Dave Whyte checks out how the current Ducato stacks up in advance of a new model release early next year.
Years ago, when I first took to this writing job, a Fiat Ducato was the first light van I had to review. After a couple of days driving it around town, I decided that maybe light vans weren’t all noisy, smoke belching things with appalling road manners. Since then I have driven many similar vans from various manufacturers, and broadened my horizons. When I was recently offered a drive in the current model, I was very keen to see how the Ducato stacked up against the rest, now that I have a bit more experience of the market.
The Fiat Ducato comes in four variants, including three different wheelbases in van form and a long-wheelbase cab/chassis. All are powered by the 3.0-litre MultiJet turbo diesel, which features common-rail fuel injection and delivers 130 kW of pulling power. Available with either the standard six-speed manual or a six-speed AMT option, the Ducato is driven through the front wheels, though the fitment of ABS and traction control means you can be assured of good grip when you need it.
For this test I had the MWB low-roof van, fitted with the AMT option. While it may have a similar external appearance to other vans, the interior is undoubtedly Italian. Bright red seat coverings and gloss black dash trim suggest there is some fashion sense among the designers, even if it’s not necessarily aligned to that of most white van drivers. That’s not to say I didn’t like it, in fact it made for a feeling of driving a more luxurious car, but I fear it may be lost on some prospective purchasers.
The 3.0-litre engine is a very smooth piece of gear. Engine noise is only noticeable above 2300 rpm, and at cruising speed is virtually non-existent. The six-speed transmission does a great job of keeping the revs below that mark unless under hard acceleration. Wind noise is also low, with the road noise being the most notable sound intrusion. Even at highway speed, however, it is very quiet in the cab, meaning frequent speedo checks were needed to ensure compliance with the speed limit. Performance was excellent, whether loaded or empty, with just a slight change in the gear shift points to compensate for the change in weight.
Having a full bulkhead between the driving compartment and load area not only aids in sound insulation, but makes life more comfortable for the driver. The heater and air-con work well to maintain the temperature, and, with only the cab to manage, don’t have to work so hard. There is also the safety benefit of not having your load come forward into the cab under harsh braking. The central locking works separately for the two compartments, allowing the driver to open the driving compartment or load area individually, ensuring load security.

(Records from a dataset)

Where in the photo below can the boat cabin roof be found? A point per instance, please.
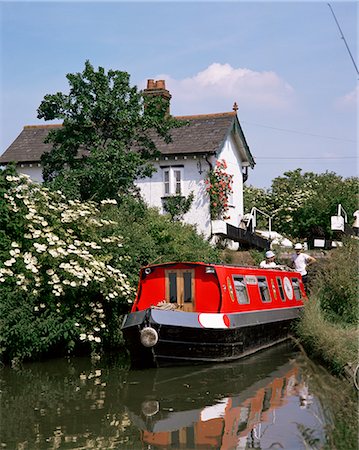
(217, 288)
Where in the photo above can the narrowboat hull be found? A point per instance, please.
(178, 337)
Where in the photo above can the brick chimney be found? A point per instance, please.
(158, 88)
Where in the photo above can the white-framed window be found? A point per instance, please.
(172, 180)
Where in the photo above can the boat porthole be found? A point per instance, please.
(288, 288)
(230, 289)
(148, 337)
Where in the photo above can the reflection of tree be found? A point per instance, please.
(60, 404)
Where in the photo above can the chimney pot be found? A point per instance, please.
(160, 84)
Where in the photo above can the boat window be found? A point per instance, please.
(241, 290)
(297, 293)
(281, 291)
(187, 286)
(173, 287)
(263, 289)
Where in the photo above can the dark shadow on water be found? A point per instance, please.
(255, 402)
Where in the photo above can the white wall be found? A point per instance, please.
(152, 190)
(230, 154)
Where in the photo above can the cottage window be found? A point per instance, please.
(241, 290)
(172, 180)
(296, 288)
(281, 291)
(263, 289)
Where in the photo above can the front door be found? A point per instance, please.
(180, 288)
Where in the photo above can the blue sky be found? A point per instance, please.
(284, 63)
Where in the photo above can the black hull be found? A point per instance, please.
(182, 340)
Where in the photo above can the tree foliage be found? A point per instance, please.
(301, 204)
(106, 141)
(69, 269)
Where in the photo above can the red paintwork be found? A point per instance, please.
(213, 291)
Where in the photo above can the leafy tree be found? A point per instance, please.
(106, 141)
(301, 204)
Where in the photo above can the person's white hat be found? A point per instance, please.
(270, 254)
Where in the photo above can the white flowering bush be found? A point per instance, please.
(61, 282)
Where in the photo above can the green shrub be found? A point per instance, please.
(336, 283)
(58, 287)
(69, 269)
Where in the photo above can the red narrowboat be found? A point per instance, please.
(188, 313)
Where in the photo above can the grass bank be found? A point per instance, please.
(328, 331)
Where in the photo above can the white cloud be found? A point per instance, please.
(349, 100)
(220, 85)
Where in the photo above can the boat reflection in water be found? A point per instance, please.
(225, 407)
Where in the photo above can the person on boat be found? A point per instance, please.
(300, 262)
(269, 262)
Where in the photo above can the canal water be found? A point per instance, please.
(264, 401)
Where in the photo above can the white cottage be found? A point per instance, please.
(181, 169)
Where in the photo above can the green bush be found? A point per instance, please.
(337, 283)
(58, 287)
(153, 238)
(69, 269)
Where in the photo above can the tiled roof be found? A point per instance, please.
(203, 134)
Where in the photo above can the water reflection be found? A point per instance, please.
(257, 402)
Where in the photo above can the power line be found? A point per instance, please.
(345, 42)
(298, 132)
(310, 157)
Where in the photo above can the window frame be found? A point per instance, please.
(243, 281)
(263, 279)
(172, 183)
(281, 289)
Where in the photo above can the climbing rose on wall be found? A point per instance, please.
(219, 188)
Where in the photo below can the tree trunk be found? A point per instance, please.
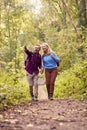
(70, 17)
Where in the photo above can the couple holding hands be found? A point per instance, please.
(36, 63)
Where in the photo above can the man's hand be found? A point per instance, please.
(25, 48)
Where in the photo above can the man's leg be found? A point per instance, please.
(30, 81)
(52, 82)
(48, 76)
(36, 87)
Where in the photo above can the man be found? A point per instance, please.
(32, 69)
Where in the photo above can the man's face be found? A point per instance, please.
(37, 48)
(44, 48)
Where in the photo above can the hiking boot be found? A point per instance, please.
(35, 99)
(51, 98)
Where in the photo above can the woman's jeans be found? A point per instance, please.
(50, 75)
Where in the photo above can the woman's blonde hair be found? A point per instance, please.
(46, 44)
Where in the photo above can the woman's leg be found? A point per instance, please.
(48, 76)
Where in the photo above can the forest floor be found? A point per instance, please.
(57, 114)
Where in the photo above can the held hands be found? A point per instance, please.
(41, 70)
(25, 48)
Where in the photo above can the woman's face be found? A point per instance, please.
(44, 48)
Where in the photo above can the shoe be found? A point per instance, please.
(35, 99)
(51, 98)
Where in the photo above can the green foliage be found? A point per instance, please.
(72, 83)
(13, 89)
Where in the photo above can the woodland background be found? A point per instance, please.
(61, 23)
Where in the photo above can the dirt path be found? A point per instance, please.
(59, 114)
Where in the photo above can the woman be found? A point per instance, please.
(50, 61)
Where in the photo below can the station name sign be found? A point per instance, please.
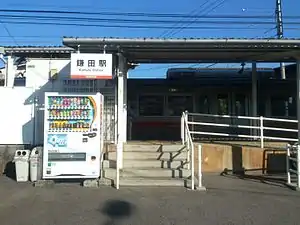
(91, 66)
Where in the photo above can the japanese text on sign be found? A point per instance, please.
(91, 66)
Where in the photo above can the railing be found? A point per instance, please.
(254, 128)
(188, 142)
(293, 165)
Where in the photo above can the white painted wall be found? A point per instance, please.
(16, 115)
(38, 73)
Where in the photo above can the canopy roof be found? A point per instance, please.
(150, 50)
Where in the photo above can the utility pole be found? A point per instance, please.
(279, 26)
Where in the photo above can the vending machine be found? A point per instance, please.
(73, 135)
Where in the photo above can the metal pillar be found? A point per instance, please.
(298, 97)
(121, 108)
(279, 25)
(254, 97)
(9, 73)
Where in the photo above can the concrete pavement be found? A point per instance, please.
(228, 201)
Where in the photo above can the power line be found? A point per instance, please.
(191, 13)
(195, 20)
(135, 26)
(141, 14)
(143, 21)
(8, 32)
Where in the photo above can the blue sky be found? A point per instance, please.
(51, 35)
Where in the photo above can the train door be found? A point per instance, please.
(240, 107)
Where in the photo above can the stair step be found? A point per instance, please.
(150, 164)
(137, 172)
(182, 155)
(151, 182)
(154, 147)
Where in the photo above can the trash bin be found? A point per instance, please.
(21, 159)
(35, 164)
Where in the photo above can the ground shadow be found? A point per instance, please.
(10, 170)
(117, 210)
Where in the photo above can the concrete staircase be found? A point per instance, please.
(150, 165)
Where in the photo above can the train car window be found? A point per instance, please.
(240, 105)
(283, 106)
(223, 104)
(203, 106)
(151, 105)
(179, 104)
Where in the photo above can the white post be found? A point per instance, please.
(254, 95)
(193, 166)
(186, 137)
(119, 149)
(288, 147)
(298, 167)
(298, 117)
(199, 166)
(298, 97)
(125, 103)
(116, 114)
(261, 119)
(182, 128)
(122, 71)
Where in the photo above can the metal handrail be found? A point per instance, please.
(291, 151)
(187, 140)
(259, 126)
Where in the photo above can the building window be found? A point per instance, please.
(203, 106)
(151, 105)
(178, 104)
(223, 104)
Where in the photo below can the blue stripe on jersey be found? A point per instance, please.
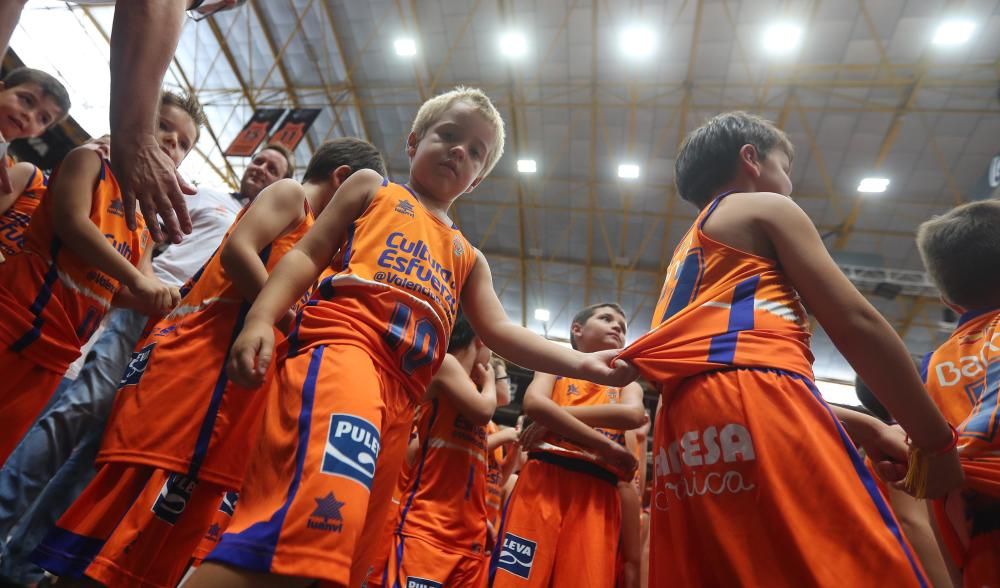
(253, 548)
(221, 383)
(420, 466)
(41, 301)
(65, 553)
(722, 349)
(866, 479)
(349, 246)
(925, 365)
(688, 282)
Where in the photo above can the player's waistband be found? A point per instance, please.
(575, 465)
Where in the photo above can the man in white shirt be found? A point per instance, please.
(54, 461)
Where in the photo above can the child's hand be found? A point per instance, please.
(531, 436)
(481, 374)
(157, 297)
(944, 474)
(251, 354)
(618, 457)
(598, 367)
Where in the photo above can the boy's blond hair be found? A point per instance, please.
(189, 104)
(431, 111)
(961, 251)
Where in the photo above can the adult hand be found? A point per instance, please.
(145, 173)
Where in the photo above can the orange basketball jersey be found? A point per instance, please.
(962, 376)
(396, 293)
(444, 501)
(51, 299)
(14, 221)
(494, 483)
(719, 308)
(204, 426)
(571, 392)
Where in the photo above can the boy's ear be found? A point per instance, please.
(340, 175)
(411, 145)
(958, 309)
(750, 160)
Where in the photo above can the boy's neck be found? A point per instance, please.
(466, 357)
(437, 206)
(318, 195)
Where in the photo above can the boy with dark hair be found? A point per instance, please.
(440, 534)
(961, 251)
(79, 259)
(734, 503)
(566, 501)
(196, 449)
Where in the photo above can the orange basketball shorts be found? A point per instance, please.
(132, 525)
(757, 484)
(318, 464)
(554, 516)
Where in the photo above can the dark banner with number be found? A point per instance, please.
(254, 132)
(294, 127)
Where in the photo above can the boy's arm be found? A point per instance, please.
(540, 408)
(72, 197)
(628, 414)
(501, 437)
(526, 348)
(276, 208)
(297, 270)
(452, 382)
(19, 176)
(859, 332)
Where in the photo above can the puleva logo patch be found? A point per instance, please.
(352, 446)
(173, 498)
(228, 504)
(136, 366)
(517, 555)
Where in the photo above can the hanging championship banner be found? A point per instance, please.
(294, 127)
(246, 143)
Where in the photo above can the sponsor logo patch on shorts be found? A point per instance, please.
(516, 555)
(327, 515)
(352, 446)
(173, 498)
(136, 366)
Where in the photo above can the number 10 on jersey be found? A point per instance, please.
(419, 340)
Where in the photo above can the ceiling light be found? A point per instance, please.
(873, 185)
(513, 44)
(638, 42)
(628, 170)
(405, 47)
(954, 32)
(782, 38)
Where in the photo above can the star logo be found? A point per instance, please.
(214, 531)
(405, 207)
(328, 507)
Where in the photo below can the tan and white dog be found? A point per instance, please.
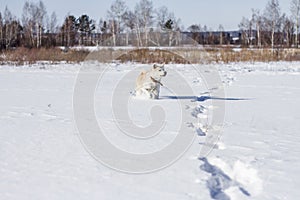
(148, 82)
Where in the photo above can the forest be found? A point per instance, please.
(145, 26)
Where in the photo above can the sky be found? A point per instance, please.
(211, 13)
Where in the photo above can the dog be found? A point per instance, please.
(148, 82)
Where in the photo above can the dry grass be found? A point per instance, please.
(22, 56)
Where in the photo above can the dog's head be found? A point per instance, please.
(158, 71)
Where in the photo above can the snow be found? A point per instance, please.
(257, 157)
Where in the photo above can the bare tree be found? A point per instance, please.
(116, 15)
(288, 29)
(1, 32)
(11, 29)
(221, 30)
(68, 31)
(257, 20)
(33, 18)
(272, 19)
(85, 28)
(129, 19)
(144, 14)
(246, 28)
(295, 10)
(53, 23)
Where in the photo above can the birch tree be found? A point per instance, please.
(272, 19)
(116, 15)
(295, 10)
(144, 12)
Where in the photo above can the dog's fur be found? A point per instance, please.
(148, 82)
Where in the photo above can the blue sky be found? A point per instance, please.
(205, 12)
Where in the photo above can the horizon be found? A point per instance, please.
(229, 13)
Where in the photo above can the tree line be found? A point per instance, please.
(144, 26)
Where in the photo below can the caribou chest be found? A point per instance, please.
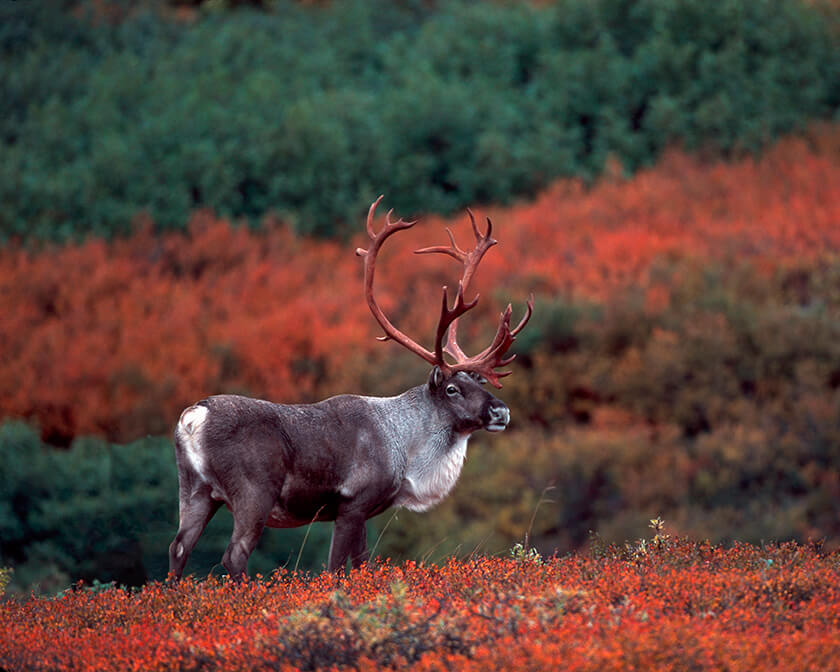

◆ Task set:
1 - Please list the kinds of noise the van review names when describing the sound in the cab.
2 - Select every line of the records that contains the word "train", treating uppercase and lowercase as different.
The van review and the records have nothing to do with each other.

◆ Outputs by task:
1 - Engine noise, wind noise and road noise.

2 -
Where in the photo above can the train door be found? A point per instance, please.
Where in the photo above can the train car window be found? A point per instance, please.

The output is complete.